Image point annotation entries:
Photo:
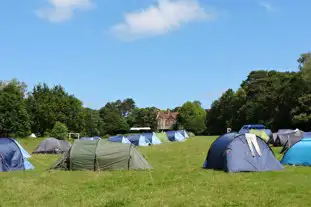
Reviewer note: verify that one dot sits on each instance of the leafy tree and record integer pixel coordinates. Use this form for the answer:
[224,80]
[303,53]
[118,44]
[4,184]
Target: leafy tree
[49,105]
[59,131]
[14,118]
[144,117]
[112,121]
[93,122]
[192,117]
[305,66]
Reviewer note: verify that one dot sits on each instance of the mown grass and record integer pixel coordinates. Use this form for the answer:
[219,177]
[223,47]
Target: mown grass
[177,179]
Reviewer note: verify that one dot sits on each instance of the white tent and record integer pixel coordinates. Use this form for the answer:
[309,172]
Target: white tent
[33,135]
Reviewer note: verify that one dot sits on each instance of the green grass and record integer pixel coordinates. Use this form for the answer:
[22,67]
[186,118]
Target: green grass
[176,180]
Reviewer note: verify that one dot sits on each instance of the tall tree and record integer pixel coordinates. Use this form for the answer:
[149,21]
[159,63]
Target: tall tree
[14,118]
[49,105]
[144,117]
[192,117]
[93,122]
[112,121]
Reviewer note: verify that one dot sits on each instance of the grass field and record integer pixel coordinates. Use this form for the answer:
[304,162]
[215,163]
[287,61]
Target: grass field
[177,179]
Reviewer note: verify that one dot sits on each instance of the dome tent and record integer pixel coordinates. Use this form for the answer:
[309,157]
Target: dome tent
[90,138]
[233,153]
[52,146]
[138,140]
[299,154]
[152,138]
[101,155]
[13,156]
[119,138]
[175,136]
[32,135]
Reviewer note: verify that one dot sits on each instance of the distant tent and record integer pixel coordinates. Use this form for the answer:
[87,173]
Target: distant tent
[152,138]
[90,138]
[162,136]
[236,152]
[52,146]
[32,135]
[246,128]
[138,140]
[175,136]
[286,138]
[260,133]
[101,155]
[184,133]
[121,139]
[12,157]
[298,154]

TASK PROMPT
Rewrite every line from the one containing "of the dome" through the end of the items, reviewer notes included, shifting each coordinate in the answers by adding 125 to both numbers. Leave the sample coordinates under each reviewer note unchanged.

TASK OUTPUT
Reviewer note: verify that one dot sits on each instance of the dome tent and record integer pixel coordinates. Use this form for the answer:
[309,157]
Target: dome tent
[215,263]
[358,278]
[177,271]
[263,265]
[424,279]
[277,263]
[226,280]
[138,281]
[244,263]
[300,261]
[157,260]
Reviewer note: verify that one dot sits on each instance of the distant tent and record integer pixel coordinates. Use this form for the answer:
[87,173]
Target: distant tent
[277,263]
[215,263]
[287,261]
[361,277]
[177,271]
[157,260]
[371,253]
[263,265]
[300,261]
[411,263]
[385,258]
[226,280]
[309,258]
[246,264]
[137,282]
[423,279]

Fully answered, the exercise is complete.